Written task >> Pull out every line of the labeled region records that contains the string "barrel", and treat case as significant.

Labeled region records
↓
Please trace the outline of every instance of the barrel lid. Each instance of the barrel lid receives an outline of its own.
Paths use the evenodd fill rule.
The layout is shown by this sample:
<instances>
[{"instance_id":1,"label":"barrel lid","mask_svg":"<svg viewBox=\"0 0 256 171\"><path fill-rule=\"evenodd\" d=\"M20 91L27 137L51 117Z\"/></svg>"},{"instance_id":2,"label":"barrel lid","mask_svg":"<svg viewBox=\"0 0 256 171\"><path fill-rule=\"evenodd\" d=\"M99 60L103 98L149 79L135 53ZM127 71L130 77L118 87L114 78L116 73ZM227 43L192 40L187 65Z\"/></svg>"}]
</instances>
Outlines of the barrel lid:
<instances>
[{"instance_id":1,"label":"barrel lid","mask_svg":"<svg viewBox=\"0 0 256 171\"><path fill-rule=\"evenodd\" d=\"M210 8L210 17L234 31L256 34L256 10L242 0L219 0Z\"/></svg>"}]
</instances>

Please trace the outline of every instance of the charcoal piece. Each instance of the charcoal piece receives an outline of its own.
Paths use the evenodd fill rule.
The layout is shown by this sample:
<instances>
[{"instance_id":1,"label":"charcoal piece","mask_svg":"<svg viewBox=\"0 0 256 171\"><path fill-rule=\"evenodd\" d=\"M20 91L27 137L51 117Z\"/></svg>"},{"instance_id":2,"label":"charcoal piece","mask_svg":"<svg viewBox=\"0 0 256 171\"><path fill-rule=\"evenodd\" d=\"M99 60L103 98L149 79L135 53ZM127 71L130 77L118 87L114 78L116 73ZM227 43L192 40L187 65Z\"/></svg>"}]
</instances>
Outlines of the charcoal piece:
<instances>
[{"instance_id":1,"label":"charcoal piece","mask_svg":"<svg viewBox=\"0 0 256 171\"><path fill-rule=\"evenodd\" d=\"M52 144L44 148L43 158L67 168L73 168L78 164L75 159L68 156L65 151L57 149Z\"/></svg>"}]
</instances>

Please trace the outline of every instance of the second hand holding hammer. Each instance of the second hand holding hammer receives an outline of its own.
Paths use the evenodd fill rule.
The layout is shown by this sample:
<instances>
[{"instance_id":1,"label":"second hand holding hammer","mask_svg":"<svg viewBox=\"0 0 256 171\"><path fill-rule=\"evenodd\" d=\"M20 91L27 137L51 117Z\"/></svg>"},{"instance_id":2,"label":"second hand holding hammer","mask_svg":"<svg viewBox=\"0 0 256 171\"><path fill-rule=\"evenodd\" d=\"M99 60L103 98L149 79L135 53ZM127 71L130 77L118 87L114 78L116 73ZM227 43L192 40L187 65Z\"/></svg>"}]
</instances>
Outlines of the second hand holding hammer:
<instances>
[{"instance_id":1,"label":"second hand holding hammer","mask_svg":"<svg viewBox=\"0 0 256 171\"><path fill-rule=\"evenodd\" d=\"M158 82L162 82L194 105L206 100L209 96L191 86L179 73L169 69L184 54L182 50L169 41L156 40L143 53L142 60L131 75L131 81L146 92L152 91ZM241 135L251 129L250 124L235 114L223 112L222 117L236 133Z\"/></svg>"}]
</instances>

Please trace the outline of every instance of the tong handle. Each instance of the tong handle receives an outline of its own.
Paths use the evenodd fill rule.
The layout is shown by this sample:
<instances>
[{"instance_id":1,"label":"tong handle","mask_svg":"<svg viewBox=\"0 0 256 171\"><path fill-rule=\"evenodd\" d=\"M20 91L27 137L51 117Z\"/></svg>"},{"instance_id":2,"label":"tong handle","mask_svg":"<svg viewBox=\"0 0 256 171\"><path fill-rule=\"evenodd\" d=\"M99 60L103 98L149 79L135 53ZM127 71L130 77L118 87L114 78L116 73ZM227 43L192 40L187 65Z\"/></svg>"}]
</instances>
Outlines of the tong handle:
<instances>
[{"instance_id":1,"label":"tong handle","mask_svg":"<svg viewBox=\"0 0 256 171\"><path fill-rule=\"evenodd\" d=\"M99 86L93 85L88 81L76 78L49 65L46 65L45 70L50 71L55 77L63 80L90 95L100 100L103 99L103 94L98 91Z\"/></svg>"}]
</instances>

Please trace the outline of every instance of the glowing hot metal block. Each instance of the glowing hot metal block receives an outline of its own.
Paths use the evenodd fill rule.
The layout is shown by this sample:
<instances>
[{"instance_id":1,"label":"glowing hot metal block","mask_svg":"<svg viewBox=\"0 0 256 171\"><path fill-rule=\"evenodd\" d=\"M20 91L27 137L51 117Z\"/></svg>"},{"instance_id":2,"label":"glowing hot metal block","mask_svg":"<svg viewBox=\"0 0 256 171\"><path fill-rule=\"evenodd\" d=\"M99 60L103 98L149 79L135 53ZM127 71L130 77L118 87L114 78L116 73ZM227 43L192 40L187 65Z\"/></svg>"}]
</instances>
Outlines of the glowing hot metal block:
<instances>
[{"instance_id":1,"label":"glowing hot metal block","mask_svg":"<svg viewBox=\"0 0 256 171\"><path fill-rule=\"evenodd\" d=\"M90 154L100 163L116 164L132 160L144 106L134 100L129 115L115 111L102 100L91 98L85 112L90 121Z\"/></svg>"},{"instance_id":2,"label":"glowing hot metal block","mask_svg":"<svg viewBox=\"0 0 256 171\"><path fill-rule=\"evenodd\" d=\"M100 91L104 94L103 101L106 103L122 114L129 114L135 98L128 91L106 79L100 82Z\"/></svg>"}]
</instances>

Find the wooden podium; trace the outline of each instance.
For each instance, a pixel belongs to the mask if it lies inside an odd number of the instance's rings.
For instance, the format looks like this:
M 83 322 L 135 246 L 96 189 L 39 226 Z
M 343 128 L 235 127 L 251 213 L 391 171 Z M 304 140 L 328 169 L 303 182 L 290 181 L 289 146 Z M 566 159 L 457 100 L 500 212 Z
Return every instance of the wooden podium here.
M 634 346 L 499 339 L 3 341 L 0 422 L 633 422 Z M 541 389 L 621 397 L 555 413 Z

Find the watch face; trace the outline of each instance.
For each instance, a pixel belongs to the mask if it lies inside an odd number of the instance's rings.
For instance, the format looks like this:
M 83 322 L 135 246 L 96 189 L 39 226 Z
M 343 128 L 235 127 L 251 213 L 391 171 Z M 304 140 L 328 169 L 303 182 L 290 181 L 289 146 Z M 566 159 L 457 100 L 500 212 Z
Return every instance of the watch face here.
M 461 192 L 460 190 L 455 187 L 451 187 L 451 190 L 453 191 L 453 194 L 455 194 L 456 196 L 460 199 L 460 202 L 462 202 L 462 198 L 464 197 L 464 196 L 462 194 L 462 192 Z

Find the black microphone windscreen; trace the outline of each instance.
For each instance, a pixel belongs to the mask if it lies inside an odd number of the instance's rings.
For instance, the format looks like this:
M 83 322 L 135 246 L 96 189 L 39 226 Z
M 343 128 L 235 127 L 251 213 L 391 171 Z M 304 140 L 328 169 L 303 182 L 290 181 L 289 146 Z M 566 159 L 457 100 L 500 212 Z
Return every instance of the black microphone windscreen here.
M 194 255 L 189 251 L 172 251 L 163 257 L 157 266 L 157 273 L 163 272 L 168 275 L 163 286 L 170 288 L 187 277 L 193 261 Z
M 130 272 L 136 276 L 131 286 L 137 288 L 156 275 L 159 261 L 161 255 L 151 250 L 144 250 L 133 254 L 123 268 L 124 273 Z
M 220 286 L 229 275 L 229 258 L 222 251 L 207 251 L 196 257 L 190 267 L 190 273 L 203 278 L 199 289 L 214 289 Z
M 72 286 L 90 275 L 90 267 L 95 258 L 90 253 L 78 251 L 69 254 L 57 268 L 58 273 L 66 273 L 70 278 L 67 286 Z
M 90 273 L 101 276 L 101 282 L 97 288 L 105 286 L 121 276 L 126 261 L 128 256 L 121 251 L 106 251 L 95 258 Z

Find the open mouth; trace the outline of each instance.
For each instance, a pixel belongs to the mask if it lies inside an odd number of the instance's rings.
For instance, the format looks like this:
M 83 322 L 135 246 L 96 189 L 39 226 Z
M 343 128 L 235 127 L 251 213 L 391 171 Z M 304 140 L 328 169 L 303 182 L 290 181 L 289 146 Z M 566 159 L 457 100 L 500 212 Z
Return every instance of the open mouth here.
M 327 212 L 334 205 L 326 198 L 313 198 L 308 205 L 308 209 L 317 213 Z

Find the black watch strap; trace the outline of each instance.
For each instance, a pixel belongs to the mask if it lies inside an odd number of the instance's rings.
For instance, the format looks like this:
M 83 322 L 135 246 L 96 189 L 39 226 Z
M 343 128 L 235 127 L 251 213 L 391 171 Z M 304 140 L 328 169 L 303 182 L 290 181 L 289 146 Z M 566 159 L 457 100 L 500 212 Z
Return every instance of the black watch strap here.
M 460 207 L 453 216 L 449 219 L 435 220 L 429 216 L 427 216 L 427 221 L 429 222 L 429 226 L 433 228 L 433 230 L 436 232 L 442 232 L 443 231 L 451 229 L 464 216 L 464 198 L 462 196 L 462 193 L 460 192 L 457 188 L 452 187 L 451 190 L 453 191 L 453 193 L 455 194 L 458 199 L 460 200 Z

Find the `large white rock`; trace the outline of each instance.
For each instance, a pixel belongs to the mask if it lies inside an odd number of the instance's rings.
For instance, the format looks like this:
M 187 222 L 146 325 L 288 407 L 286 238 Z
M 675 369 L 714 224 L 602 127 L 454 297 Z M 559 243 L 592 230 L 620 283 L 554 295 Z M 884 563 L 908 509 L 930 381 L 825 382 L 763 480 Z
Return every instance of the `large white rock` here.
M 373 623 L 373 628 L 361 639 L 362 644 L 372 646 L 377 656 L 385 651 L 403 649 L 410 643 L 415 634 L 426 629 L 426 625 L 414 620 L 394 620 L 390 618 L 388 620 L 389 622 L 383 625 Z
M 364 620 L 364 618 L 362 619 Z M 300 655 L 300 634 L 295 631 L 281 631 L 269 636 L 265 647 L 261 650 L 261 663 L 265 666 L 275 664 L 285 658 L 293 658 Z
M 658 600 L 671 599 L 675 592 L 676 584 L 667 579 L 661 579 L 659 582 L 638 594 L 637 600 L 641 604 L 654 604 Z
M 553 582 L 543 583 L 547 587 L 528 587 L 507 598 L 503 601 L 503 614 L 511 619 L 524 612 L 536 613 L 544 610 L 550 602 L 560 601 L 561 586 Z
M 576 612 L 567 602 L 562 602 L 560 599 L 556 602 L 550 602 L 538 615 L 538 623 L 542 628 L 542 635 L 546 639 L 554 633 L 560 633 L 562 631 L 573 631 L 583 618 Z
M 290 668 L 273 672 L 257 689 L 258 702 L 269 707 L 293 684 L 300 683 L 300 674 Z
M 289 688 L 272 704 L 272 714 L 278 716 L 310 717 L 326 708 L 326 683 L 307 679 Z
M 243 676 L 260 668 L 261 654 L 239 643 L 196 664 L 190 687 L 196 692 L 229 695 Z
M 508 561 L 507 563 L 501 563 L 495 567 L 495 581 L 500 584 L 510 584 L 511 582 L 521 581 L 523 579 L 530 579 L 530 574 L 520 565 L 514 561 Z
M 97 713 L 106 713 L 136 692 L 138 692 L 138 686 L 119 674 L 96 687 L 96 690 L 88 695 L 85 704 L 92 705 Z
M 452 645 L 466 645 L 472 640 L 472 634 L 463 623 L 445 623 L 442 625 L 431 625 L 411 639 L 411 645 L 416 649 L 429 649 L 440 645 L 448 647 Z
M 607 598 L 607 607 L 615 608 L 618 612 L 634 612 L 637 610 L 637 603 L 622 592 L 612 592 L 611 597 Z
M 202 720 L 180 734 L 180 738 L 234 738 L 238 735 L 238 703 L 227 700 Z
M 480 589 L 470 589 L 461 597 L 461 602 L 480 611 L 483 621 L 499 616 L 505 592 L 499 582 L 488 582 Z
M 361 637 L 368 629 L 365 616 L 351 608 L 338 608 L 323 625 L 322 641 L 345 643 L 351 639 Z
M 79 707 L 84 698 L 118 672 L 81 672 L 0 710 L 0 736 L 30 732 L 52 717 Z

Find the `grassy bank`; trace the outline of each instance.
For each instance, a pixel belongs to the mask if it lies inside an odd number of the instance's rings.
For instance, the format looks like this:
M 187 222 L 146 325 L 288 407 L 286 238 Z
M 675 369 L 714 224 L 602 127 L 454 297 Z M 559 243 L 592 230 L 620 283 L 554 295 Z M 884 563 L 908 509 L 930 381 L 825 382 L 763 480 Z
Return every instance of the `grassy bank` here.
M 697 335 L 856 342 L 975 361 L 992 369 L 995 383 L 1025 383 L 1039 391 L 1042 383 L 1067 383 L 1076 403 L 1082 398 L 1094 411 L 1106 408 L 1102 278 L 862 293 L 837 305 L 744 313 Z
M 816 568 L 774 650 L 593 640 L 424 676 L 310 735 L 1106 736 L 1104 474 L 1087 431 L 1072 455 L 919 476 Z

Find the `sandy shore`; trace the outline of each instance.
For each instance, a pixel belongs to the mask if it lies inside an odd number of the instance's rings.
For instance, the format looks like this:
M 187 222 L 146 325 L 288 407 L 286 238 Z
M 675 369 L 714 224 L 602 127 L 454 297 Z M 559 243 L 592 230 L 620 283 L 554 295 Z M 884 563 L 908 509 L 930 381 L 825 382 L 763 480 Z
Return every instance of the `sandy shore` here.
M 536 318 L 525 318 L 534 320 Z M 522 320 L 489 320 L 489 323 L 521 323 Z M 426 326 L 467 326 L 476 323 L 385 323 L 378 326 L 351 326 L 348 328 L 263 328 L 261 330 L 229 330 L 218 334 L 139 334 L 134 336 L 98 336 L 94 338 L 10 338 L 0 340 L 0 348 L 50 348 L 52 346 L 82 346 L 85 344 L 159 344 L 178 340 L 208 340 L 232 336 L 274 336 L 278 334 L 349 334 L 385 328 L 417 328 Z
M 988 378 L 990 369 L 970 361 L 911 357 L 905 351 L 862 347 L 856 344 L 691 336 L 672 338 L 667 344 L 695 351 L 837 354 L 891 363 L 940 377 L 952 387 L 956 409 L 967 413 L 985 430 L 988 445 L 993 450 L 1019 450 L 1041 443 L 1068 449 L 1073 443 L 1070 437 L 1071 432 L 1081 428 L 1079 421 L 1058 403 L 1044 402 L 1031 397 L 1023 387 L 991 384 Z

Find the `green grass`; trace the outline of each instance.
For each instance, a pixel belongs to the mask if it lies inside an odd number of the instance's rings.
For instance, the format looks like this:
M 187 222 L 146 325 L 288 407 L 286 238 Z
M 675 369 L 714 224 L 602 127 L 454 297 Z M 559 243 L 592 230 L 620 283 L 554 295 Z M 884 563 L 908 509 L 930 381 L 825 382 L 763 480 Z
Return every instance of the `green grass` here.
↑
Full response >>
Please trace the outline of every instance of the barrel lid. Each instance of the barrel lid receives an outline of its own.
[{"instance_id":1,"label":"barrel lid","mask_svg":"<svg viewBox=\"0 0 256 171\"><path fill-rule=\"evenodd\" d=\"M20 91L27 137L51 117Z\"/></svg>"},{"instance_id":2,"label":"barrel lid","mask_svg":"<svg viewBox=\"0 0 256 171\"><path fill-rule=\"evenodd\" d=\"M99 60L103 98L149 79L135 53ZM127 71L130 77L118 87L114 78L116 73ZM227 43L192 40L187 65Z\"/></svg>"}]
Outlines of the barrel lid:
[{"instance_id":1,"label":"barrel lid","mask_svg":"<svg viewBox=\"0 0 256 171\"><path fill-rule=\"evenodd\" d=\"M210 8L210 17L234 31L256 34L256 10L242 0L219 0Z\"/></svg>"}]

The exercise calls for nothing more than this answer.